__AIM A__: Return every line of the records below that contains the string "dirt".

A Look at Teacher Diversity

More than 60 years after the ruling in Brown v. Board of Education was handed down, its promise remains unfulfilled. In many respects, America’s public schools continue to be “separate and unequal.” Indeed, the growing resegregation of American schools by race and ethnicity, compounded by economic class segregation, has become the dominant trend in American education.

Recent research documenting this growing school segregation has received some public attention (though arguably less than such a weighty matter should command).1 Comparatively little attention has been paid to an important related issue, however—the state of racial and ethnic diversity in America’s teaching force. For the general public, basic facts about teacher diversity are difficult to understand or inaccessible.

The Albert Shanker Institute, working with Richard Ingersoll of the University of Pennsylvania, undertook the challenge of pulling together what research there is, and conducting original research where data were lacking, in order to provide a factual basis for public discussion and further research.

In September 2015, the institute published The State of Teacher Diversity in American Education, a major report (summarized here) that found teacher diversity in the United States to be an area of concern. The teacher workforce has become less ethnically and racially diverse and more female over time, a development that has adversely affected students, particularly males of color.

Based on Ingersoll’s national analysis of data, limited progress toward greater diversity is being made, but not nearly enough to meet the need for more teachers of color.

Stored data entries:
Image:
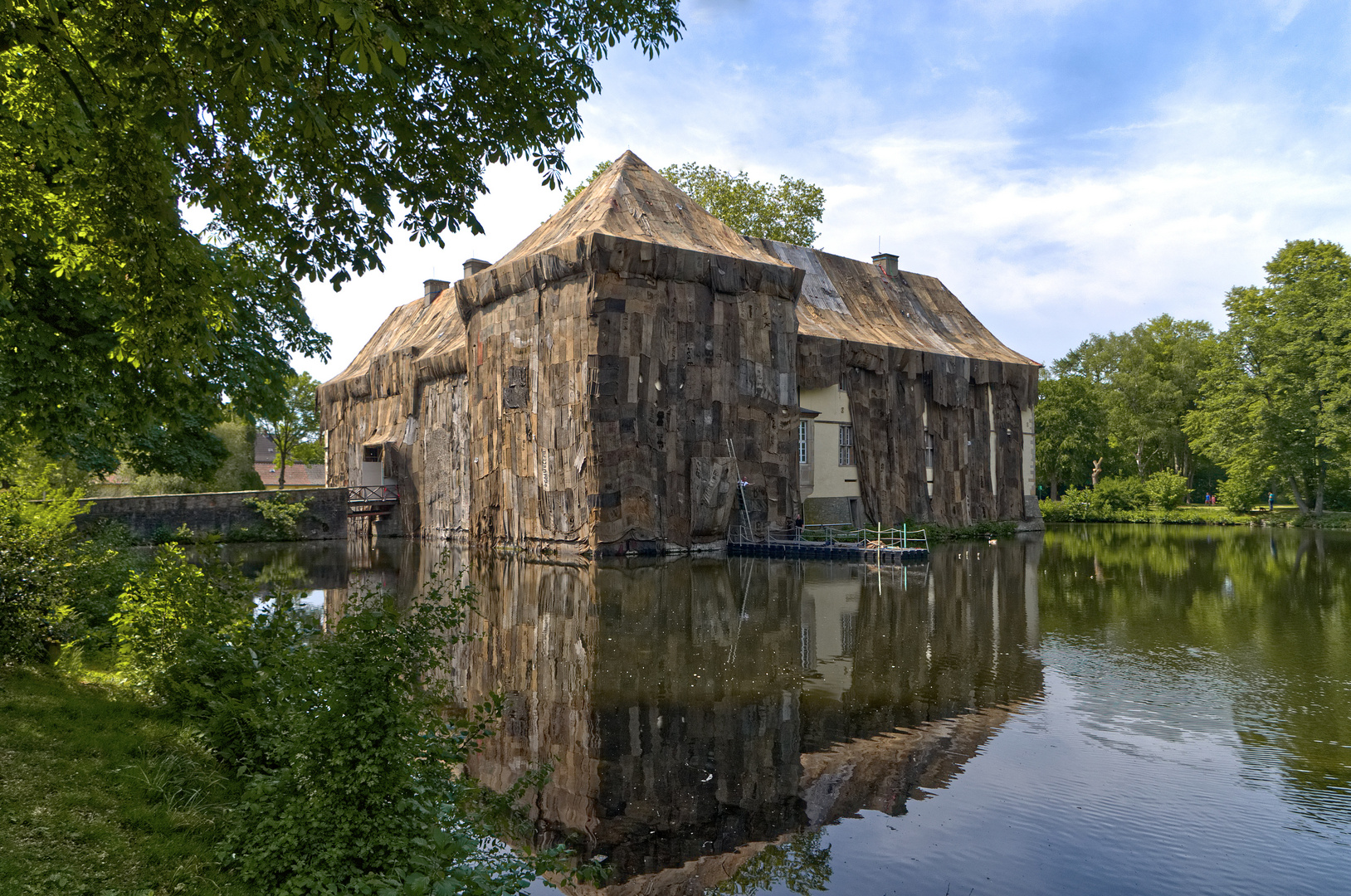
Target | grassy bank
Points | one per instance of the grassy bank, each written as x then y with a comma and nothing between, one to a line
1191,515
103,794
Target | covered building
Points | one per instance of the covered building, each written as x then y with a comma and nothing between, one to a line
611,382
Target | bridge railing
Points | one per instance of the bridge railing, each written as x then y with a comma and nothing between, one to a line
372,494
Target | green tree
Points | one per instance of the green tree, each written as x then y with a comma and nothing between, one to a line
788,211
300,130
1150,378
1071,430
297,425
1275,397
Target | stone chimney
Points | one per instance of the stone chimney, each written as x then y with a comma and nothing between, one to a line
432,288
888,262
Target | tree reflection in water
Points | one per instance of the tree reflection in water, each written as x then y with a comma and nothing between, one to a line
1261,616
705,718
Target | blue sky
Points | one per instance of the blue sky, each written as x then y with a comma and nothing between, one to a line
1064,167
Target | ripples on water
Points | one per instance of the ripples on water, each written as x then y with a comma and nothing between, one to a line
1116,710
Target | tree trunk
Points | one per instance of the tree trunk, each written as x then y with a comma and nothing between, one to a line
1299,499
1323,479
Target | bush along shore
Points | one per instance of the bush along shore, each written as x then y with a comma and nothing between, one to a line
168,728
1158,500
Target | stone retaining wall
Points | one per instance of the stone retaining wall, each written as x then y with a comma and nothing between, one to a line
219,513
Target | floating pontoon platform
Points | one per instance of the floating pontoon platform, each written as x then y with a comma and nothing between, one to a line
832,543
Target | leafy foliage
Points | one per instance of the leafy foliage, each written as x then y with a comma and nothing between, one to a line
338,732
1278,399
1071,429
788,211
295,427
1144,382
1166,489
37,528
297,127
280,514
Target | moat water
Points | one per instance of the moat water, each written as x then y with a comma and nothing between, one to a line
1100,710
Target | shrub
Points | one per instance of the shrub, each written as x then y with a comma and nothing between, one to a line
281,515
1241,492
339,733
37,530
1166,489
1119,494
169,618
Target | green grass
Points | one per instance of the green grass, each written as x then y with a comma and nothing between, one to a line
101,795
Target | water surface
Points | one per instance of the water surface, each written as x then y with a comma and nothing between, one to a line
1114,710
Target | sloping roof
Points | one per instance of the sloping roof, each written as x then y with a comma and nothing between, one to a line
432,333
634,202
858,302
841,299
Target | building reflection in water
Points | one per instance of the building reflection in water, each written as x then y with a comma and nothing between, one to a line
699,710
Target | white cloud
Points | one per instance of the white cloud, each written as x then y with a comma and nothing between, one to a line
1045,236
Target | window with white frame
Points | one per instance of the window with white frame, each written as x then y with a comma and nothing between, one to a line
929,461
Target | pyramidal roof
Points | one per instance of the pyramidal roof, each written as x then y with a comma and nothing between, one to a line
632,200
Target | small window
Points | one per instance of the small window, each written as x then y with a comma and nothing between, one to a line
846,445
929,461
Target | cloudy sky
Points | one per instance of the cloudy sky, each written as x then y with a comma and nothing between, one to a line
1064,167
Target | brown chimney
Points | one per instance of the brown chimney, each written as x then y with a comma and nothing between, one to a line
888,262
432,288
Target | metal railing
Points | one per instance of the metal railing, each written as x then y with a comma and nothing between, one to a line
875,538
372,494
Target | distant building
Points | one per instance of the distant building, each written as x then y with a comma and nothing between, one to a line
634,369
297,475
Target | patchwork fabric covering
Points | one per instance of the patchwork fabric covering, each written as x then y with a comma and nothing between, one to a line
611,380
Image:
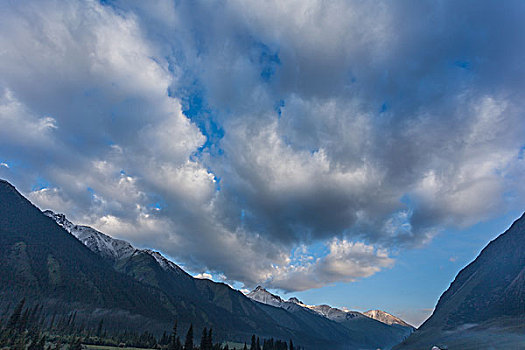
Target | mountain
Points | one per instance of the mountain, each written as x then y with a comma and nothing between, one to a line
71,268
291,314
362,329
204,302
42,262
385,317
484,307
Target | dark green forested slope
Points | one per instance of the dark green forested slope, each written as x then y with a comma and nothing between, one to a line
39,260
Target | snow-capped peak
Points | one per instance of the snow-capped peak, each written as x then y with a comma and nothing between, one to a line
106,246
333,313
263,296
385,317
296,301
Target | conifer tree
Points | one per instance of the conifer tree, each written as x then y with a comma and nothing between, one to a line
188,344
16,315
204,339
174,343
209,344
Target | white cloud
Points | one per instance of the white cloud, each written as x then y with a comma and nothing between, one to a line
203,275
366,127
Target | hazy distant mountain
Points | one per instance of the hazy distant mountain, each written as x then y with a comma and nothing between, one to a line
484,307
385,317
66,267
229,312
362,329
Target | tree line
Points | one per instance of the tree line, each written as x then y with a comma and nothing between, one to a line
29,328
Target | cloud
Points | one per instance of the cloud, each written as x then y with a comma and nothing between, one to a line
240,137
203,276
345,262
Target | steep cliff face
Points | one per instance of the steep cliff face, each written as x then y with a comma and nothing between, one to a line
486,298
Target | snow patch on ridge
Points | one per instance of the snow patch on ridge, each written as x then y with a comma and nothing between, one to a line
106,246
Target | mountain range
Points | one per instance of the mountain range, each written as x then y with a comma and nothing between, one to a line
66,267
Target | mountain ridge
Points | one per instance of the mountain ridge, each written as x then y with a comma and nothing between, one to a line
484,306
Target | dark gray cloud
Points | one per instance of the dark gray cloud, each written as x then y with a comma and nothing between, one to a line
229,135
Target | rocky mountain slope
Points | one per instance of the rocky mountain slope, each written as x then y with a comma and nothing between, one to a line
362,329
65,267
484,307
386,318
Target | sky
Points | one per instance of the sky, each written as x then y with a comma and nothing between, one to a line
351,153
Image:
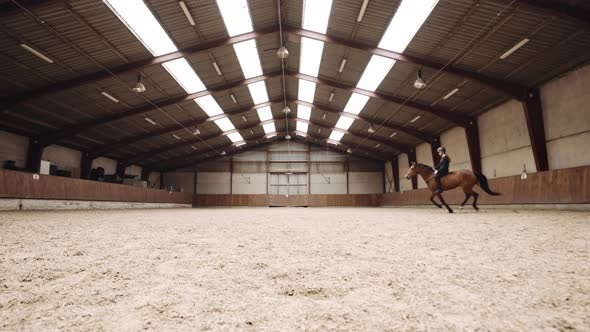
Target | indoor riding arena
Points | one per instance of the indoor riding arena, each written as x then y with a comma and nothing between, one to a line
295,165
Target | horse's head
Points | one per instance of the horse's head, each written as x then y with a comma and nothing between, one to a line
412,171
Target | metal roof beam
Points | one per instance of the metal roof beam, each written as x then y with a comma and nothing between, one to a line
130,68
253,144
59,134
560,8
412,132
510,88
454,117
101,149
146,154
396,146
321,143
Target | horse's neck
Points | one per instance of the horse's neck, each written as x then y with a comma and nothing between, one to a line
426,174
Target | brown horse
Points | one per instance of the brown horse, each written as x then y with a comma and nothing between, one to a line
463,178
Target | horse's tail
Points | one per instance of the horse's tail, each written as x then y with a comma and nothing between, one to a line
483,183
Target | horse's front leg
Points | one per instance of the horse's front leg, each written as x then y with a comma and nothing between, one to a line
435,203
444,203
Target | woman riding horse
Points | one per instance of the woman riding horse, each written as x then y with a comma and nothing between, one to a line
441,169
463,179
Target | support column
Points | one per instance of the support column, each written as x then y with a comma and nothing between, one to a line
347,178
120,171
472,135
433,146
34,154
533,112
231,175
412,159
395,172
85,166
145,174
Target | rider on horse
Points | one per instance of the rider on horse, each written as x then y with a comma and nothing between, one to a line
442,168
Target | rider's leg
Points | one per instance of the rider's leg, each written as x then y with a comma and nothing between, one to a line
438,184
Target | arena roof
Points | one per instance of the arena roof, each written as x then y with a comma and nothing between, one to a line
69,68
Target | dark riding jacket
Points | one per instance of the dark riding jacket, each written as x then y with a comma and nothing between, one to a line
443,166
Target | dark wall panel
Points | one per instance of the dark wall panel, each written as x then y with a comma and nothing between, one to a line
15,184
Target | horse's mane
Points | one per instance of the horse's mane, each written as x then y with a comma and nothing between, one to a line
425,166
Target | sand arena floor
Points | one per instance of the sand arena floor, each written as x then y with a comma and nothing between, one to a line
295,269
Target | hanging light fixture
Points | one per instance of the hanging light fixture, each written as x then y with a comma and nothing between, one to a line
419,83
139,87
282,52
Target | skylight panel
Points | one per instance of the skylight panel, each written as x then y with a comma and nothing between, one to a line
406,22
311,56
264,113
269,128
303,112
235,137
236,16
224,124
336,135
258,92
375,72
209,105
344,123
356,103
185,75
306,91
316,14
142,23
247,54
302,126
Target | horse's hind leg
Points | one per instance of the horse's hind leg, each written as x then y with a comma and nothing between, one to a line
435,203
475,196
467,195
444,203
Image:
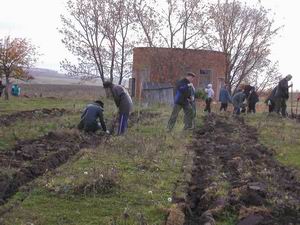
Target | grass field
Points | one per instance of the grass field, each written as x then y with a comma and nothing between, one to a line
130,179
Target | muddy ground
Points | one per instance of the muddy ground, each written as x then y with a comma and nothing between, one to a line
235,175
6,120
32,158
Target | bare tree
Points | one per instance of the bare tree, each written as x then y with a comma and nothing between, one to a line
96,32
172,23
244,34
148,19
194,18
271,77
17,55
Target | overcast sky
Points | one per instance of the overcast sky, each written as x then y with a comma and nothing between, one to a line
38,21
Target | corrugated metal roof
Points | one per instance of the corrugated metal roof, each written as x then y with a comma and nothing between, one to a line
156,86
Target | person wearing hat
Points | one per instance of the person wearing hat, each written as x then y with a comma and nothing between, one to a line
209,96
90,116
183,100
282,95
237,100
1,88
122,100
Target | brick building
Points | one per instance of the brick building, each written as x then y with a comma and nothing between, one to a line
166,66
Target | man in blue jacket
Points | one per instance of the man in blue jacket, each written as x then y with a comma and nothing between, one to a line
282,95
122,100
182,100
224,98
90,116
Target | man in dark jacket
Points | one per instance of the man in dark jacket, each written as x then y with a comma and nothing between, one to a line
122,100
252,100
182,100
282,95
270,100
237,101
224,97
90,116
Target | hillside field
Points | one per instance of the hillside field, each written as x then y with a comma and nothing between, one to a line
226,171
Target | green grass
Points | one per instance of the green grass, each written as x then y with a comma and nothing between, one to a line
24,129
145,165
280,134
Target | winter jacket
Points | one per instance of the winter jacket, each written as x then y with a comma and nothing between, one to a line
238,99
282,90
272,95
182,92
210,92
90,116
253,98
122,99
224,96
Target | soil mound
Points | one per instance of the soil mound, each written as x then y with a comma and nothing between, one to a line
6,120
32,158
234,173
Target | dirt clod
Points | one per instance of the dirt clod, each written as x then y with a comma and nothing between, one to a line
231,165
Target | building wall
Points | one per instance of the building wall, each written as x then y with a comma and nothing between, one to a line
165,65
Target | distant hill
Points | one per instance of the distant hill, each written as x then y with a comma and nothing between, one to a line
48,76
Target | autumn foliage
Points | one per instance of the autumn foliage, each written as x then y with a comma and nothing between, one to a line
16,56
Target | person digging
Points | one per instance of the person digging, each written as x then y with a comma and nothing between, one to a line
89,118
123,102
182,100
282,95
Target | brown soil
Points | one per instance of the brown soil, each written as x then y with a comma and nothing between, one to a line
142,117
32,158
6,120
234,173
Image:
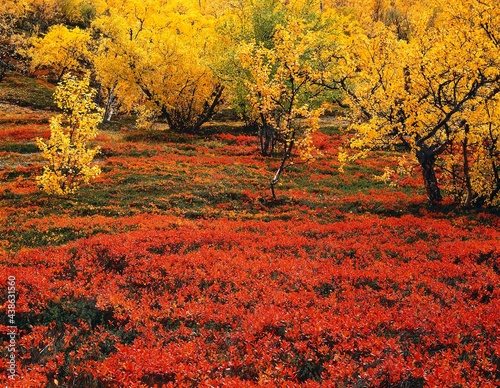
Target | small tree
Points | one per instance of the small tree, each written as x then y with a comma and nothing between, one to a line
67,150
287,87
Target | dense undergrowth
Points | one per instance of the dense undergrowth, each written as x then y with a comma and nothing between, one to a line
177,269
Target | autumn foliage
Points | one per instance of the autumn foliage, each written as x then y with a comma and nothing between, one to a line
177,267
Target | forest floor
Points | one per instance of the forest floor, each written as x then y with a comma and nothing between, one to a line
176,267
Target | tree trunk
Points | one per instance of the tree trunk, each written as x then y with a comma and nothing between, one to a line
427,160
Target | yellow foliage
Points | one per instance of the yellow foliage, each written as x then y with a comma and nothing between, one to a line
67,152
61,49
428,91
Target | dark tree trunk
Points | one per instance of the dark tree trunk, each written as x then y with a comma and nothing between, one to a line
427,160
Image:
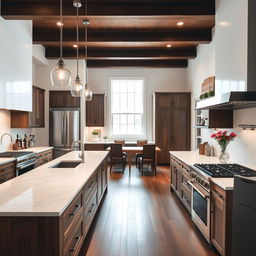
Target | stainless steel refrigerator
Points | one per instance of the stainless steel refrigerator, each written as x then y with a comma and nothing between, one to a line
63,129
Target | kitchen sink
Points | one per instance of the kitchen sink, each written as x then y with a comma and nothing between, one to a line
66,164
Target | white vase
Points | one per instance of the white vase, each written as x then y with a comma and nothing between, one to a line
95,138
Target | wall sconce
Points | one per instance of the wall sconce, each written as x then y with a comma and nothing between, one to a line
252,127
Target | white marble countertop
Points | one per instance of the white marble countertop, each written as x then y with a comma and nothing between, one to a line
192,157
36,150
5,160
48,191
111,141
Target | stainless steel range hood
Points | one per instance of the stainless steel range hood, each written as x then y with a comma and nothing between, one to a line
230,100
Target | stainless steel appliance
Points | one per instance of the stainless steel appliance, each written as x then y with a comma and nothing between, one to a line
244,217
64,129
200,182
25,161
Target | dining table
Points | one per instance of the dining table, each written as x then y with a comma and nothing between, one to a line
131,151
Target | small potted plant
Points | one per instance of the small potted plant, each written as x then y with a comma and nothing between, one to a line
223,140
95,135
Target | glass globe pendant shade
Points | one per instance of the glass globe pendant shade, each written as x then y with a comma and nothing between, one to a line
77,87
87,93
60,76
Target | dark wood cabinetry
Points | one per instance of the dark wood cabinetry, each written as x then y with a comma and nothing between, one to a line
95,111
7,171
172,123
43,158
221,219
56,235
180,175
34,119
63,99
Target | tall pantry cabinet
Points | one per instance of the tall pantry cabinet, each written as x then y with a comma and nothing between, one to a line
172,123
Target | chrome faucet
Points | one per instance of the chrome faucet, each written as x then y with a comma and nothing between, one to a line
1,140
73,147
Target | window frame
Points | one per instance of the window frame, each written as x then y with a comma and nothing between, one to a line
143,134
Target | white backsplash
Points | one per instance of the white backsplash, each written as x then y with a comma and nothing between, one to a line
5,126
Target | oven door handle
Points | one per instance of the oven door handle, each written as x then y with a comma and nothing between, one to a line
199,190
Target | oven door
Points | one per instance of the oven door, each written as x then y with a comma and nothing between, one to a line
201,209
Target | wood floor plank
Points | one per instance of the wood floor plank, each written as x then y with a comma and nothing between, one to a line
141,217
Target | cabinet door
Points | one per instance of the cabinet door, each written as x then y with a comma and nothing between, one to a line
95,111
174,177
63,99
218,222
163,132
180,127
179,182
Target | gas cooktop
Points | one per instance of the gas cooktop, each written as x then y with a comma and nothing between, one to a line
225,170
14,154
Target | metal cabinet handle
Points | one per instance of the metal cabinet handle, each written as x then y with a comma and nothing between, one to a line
199,190
73,213
76,244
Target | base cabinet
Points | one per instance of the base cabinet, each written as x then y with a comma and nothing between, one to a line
7,172
221,216
180,175
53,235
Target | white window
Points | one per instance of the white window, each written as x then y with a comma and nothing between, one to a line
127,107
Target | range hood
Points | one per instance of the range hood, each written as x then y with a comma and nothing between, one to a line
230,100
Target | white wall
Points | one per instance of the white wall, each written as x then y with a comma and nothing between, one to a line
160,80
228,65
231,45
16,65
15,74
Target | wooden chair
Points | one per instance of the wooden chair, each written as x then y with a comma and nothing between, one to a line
117,156
149,157
140,143
122,142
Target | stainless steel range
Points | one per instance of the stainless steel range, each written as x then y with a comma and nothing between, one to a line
200,183
25,161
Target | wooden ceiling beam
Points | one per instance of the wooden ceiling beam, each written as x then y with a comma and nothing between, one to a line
52,35
137,63
172,53
46,9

__AIM B__: From the teacher diversity text above, return the passage from "The Albert Shanker" to "males of color.", copied word for word.

__EXERCISE ANSWER A__:
Target | dirt clod
Points | one per instance of the dirt clod, each written as x then y with a comma and nothing between, one to a line

__EXERCISE ANSWER B__:
The Albert Shanker Institute, working with Richard Ingersoll of the University of Pennsylvania, undertook the challenge of pulling together what research there is, and conducting original research where data were lacking, in order to provide a factual basis for public discussion and further research.

In September 2015, the institute published The State of Teacher Diversity in American Education, a major report (summarized here) that found teacher diversity in the United States to be an area of concern. The teacher workforce has become less ethnically and racially diverse and more female over time, a development that has adversely affected students, particularly males of color.